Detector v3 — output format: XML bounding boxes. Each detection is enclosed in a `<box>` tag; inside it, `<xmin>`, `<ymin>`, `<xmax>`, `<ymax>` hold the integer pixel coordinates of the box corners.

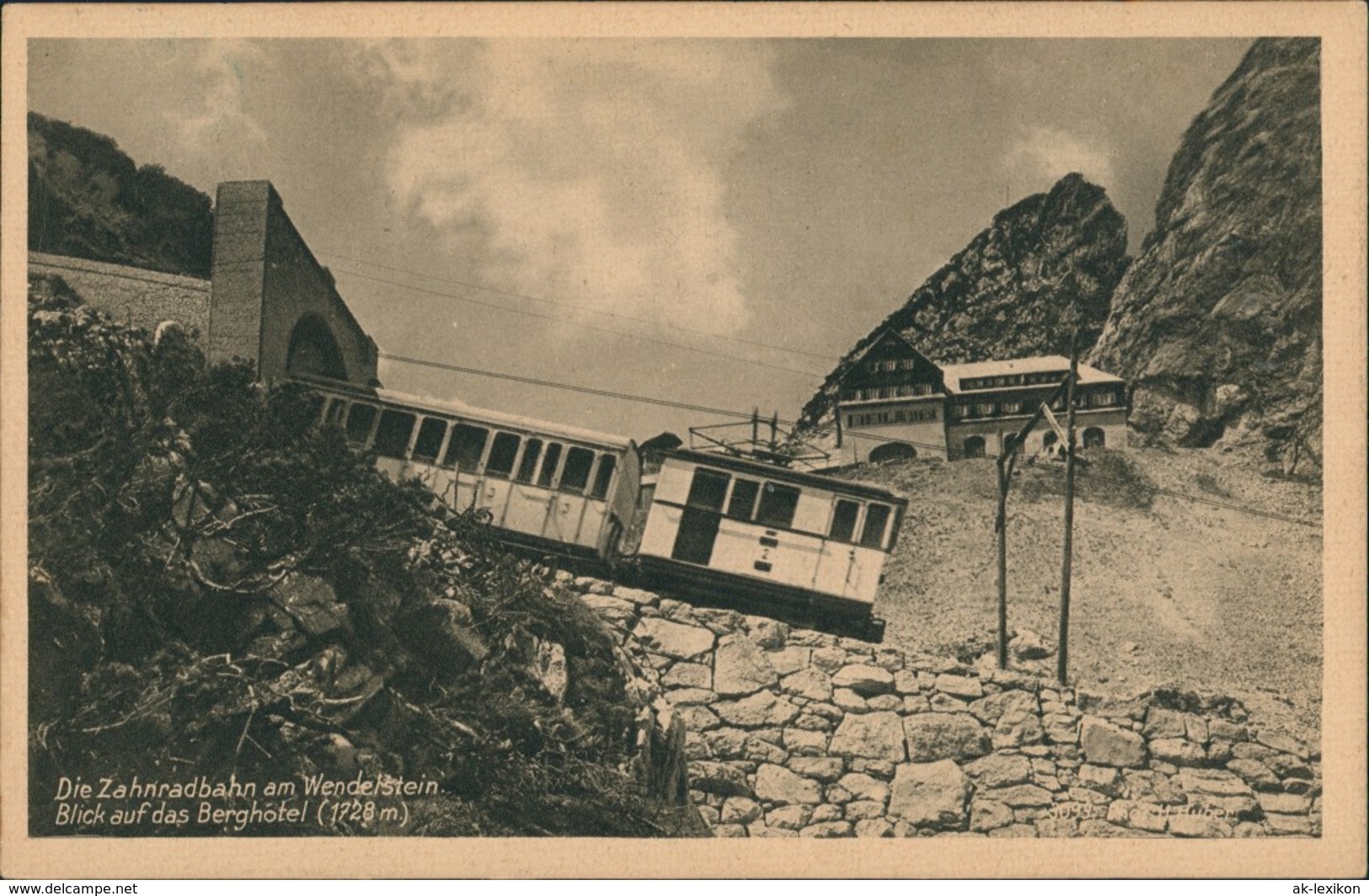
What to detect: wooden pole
<box><xmin>1056</xmin><ymin>327</ymin><xmax>1079</xmax><ymax>685</ymax></box>
<box><xmin>994</xmin><ymin>456</ymin><xmax>1008</xmax><ymax>669</ymax></box>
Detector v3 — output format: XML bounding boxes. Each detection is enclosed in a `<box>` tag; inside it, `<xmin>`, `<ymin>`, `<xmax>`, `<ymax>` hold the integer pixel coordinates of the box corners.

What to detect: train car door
<box><xmin>438</xmin><ymin>423</ymin><xmax>490</xmax><ymax>513</ymax></box>
<box><xmin>575</xmin><ymin>451</ymin><xmax>618</xmax><ymax>550</ymax></box>
<box><xmin>502</xmin><ymin>436</ymin><xmax>553</xmax><ymax>536</ymax></box>
<box><xmin>473</xmin><ymin>431</ymin><xmax>521</xmax><ymax>526</ymax></box>
<box><xmin>543</xmin><ymin>445</ymin><xmax>594</xmax><ymax>545</ymax></box>
<box><xmin>671</xmin><ymin>469</ymin><xmax>731</xmax><ymax>567</ymax></box>
<box><xmin>813</xmin><ymin>498</ymin><xmax>861</xmax><ymax>598</ymax></box>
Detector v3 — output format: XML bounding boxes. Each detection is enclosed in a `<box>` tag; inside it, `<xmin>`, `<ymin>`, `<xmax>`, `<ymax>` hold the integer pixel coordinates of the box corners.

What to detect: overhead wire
<box><xmin>381</xmin><ymin>353</ymin><xmax>1321</xmax><ymax>530</ymax></box>
<box><xmin>316</xmin><ymin>249</ymin><xmax>838</xmax><ymax>361</ymax></box>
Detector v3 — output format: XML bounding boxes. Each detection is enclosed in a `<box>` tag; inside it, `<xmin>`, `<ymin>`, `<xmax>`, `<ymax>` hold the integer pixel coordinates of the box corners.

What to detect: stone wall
<box><xmin>561</xmin><ymin>573</ymin><xmax>1321</xmax><ymax>837</ymax></box>
<box><xmin>29</xmin><ymin>252</ymin><xmax>210</xmax><ymax>335</ymax></box>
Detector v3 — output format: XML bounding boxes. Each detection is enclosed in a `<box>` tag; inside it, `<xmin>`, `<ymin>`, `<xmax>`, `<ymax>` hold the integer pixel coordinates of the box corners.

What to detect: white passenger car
<box><xmin>308</xmin><ymin>379</ymin><xmax>641</xmax><ymax>558</ymax></box>
<box><xmin>638</xmin><ymin>449</ymin><xmax>907</xmax><ymax>617</ymax></box>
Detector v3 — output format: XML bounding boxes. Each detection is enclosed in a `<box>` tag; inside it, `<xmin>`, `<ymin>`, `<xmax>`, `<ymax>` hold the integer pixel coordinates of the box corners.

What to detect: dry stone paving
+---+
Count the lines in the rows above that contain the string "stone", with case counting. Reply with the number only.

2